* BEGIN GIVEN INFORMATION *

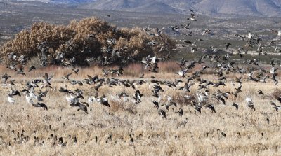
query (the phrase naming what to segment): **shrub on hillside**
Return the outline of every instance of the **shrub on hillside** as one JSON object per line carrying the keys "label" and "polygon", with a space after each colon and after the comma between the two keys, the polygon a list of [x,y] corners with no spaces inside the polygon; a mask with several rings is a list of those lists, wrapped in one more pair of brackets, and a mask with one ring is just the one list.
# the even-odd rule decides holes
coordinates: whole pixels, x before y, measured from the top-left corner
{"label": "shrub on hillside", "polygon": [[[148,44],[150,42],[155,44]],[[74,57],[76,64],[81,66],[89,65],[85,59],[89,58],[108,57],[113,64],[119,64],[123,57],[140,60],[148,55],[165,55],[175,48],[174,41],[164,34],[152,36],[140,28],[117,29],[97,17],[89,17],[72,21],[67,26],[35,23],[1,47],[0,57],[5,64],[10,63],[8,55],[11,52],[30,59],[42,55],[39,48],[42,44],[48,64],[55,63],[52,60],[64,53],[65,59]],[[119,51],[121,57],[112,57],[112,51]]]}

* END GIVEN INFORMATION *

Change "top-left corner" to "upper-left corner" throughout the items above and write them out again, leaving everything else the same and omitting the pictures.

query (the phrase naming what to segment): **shrub on hillside**
Return the outline of every instance of the **shrub on hillside** as one JSON object per line carrying the keys "label" and "polygon", with a space after each colon and after the comma between the two keys, the polygon a list of [x,y] corners with no spaces inside the polygon; a mask with several rings is a list of those lists, wrapped in one more pair of brackets, and a mask with one ring is just the one list.
# the even-odd rule decides holes
coordinates: whole pixels, x before y, measured from the upper-left corner
{"label": "shrub on hillside", "polygon": [[[148,44],[150,42],[155,44]],[[74,57],[76,64],[81,66],[89,65],[85,59],[89,58],[108,57],[113,64],[119,64],[123,57],[140,60],[148,55],[165,55],[175,48],[174,41],[164,34],[152,36],[140,28],[117,29],[97,17],[89,17],[72,21],[67,26],[35,23],[1,47],[0,57],[5,64],[10,63],[8,55],[11,52],[30,59],[42,55],[39,48],[42,44],[48,64],[55,63],[52,60],[64,53],[65,59]],[[119,51],[121,57],[112,57],[112,51]]]}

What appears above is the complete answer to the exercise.